#### [PARTS OF THE EXERCISE]
1 > Condense the paragraph of the plane discussion that begins "It's a great plane, Rod" into a short bulleted list that keeps its main facts.
2 > Write the next part of the plane discussion, picking up right after its last sentence.

#### [DOCUMENT TEXT]
⟨
Thanks. I am thinking seriously about pulling the trigger on one of these while I can still get one at the "old price".

Rod
 
I have 2 (long story - don't ask) and love them to bits. It fits the hand so well I predict you'll actively look for excuses to pick it up and use it, rather like a really good block plane. If you don't have anything similar this is about as good as it gets as a starter as it's just so versatile.
And of course, it's a Clifton, so not only is it British made you also get the lifetime warranty and legendary customer service.
Get one quick before the price goes up!
 
That's good enough for me!

Done.... Trigger pulled.

Thanks for your help folks. I must admit to having a liking for Clifton planes, although I only have one other so far, a No 4 smoothing plane, and it is just... well..... exactly right.

Rod
 
It's a great plane, Rod - made to a much higher standard than the old Record one on which it's based. I'm about to get one myself :) Bull nose and chisel planes can, at times, be useful but it's hard to justify their purchase because they are not something that you use that often, so it makes good sense to buy the #3110 which have those features thrown in as a bonus.

Cheers :wink:

Paul
 
I've owned a 3110 for many years. It's a good plane but not quite as good as the Lie-Nielsen and Veritas alternatives. Three reasons.

1. The blade is far too wide, it protrudes past the edge of the plane by an excessive margin which prevents planing flush up to the inside corner of a tenon. The blade on the 3110 needs a lot of grinding back, so that it protrudes by just a few thou. This is a long job, the final grinding is done by laying two pieces of paper on top of some sanding paper with a thin, parallel gap between them, and stroking the edge of the blade in the plane in the gap to bring it down to the required clearance.

2. I can't ever remember using the chisel or bull nose plane settings, so that was wasted money which introduced a design weakness into the plane. Your usage may of course be different, but whenever I've spoken to other users they say the same.

3. When I bought mine (fifteen years ago) the steel for the 3110 blade was inferior in edge holding to the latest generation used by LV and LN, maybe this has changed now.
 
custard":2b1bcaqh said:
I've owned a 3110 for many years. It's a good plane but not quite as good as the Lie-Nielsen and Veritas alternatives. Three reasons.

1. The blade is far too wide, it protrudes past the edge of the plane by an excessive margin which prevents planing flush up to the inside corner of a tenon. The blade on the 3110 needs a lot of grinding back, so that it protrudes by just a few thou. This is a long job, the final grinding is done by laying two pieces of paper on top of some sanding paper with a thin, parallel gap between them, and stroking the edge of the blade in the plane in the gap to bring it down to the required clearance.

2. I can't ever remember using the chisel or bull nose plane settings, so that was wasted money which introduced a design weakness into the plane. Your usage may of course be different, but whenever I've spoken to other users they say the same.

3. When I bought mine (fifteen years ago) the steel for the 3110 blade was inferior in edge holding to the latest generation used by LV and LN, maybe this has changed now.

I think virtually everything you say may have changed - 15 years is quite an interval.

That was a long winded way of grinding the blade width, BTW.
⟩
#### [EXTRACTED DATA]
⟨
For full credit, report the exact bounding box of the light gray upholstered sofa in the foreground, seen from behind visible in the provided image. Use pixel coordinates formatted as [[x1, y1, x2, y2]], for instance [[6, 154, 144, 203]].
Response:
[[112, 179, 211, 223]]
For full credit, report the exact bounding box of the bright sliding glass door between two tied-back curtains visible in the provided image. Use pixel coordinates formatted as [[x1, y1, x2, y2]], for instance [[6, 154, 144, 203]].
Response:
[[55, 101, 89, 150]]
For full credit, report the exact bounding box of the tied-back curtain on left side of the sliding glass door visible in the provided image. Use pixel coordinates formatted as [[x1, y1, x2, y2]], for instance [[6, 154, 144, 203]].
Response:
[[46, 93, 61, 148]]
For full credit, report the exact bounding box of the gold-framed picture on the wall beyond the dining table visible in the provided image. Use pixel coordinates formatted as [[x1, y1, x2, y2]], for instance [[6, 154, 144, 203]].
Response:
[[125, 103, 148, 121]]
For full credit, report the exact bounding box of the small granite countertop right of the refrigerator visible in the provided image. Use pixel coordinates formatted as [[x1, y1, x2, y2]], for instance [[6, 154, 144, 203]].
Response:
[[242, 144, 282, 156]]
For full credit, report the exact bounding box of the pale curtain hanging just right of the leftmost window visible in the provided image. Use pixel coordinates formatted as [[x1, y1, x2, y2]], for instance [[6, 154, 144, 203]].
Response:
⟩
⟨
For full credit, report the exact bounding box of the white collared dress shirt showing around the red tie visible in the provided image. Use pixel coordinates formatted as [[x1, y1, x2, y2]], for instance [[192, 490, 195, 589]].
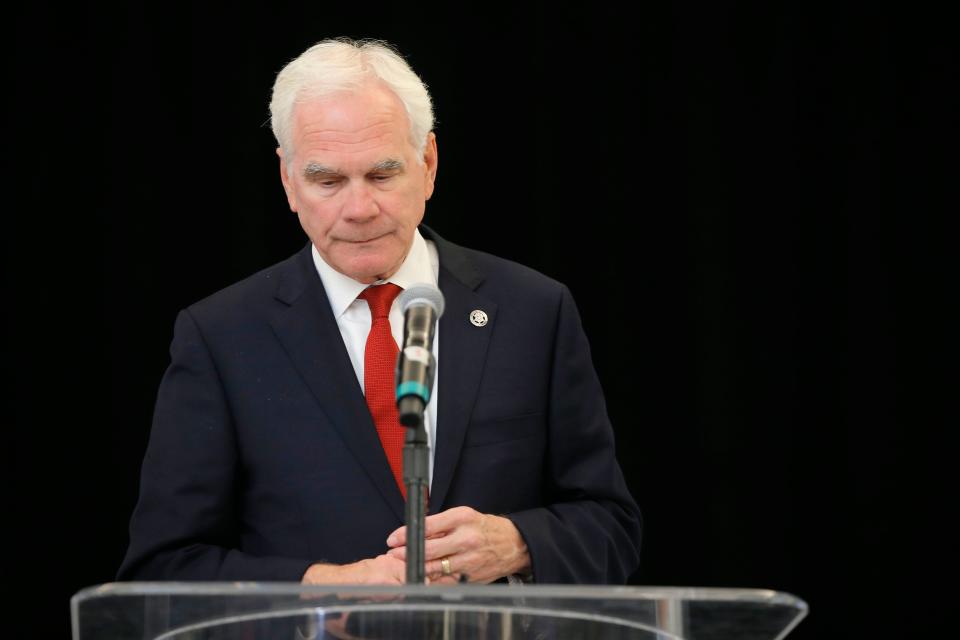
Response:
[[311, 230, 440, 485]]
⟩
#### [RESULTS OF THE EXERCISE]
1 >
- The plane is great and made to a much higher standard than the old Record one it is based on.
- The writer is about to get one too.
- Bull nose and chisel planes can sometimes be useful, but they are hard to justify buying because they are not used often.
- So it makes good sense to buy the #3110, which includes those features as a bonus.

2 >
BugBear
 
Rod,
I got one of these a good decade ago. This is a plane that was made before the current bench planes when quality control was very poor. I ended up taking mine back to the shop. The shop owner showed it to the Clifton rep who agreed it was poor. In the end I selectively assembled one plane from the 3 the shop had in stock. The problem was the two dowels that should positively locate the front sections did nothing of the kind, the holes being way oversize. The mating surfaces appeared to have been finished with an angle grinder. I still have the plane but seldom use it as it has a bad azimuth error. I would like to think the QC of these planes has improved as it clearly has since their early bench planes - but the 3110 does predate them. For me it was an expensive mistake but the only alternative then was a Stanley. Once bitten twice shy, I now use L-N which as a traditional shoulder planes I thoroughly recommend.
Jon.
 
That's an interesting array of experiences. One extreme or the other it would seem, but with the older versions appearing to have problems. I would like to think, based on my experience with the smoothing plane that I have, that the Clifton quality is nothing short of excellent nowadays, especially at that sort of price.

So I am looking at:
1) protruding blade at the sides
2) poor registration in the nose section? (Surely that would result in the sole being misaligned too?)

I expect delivery tomorrow, perhaps.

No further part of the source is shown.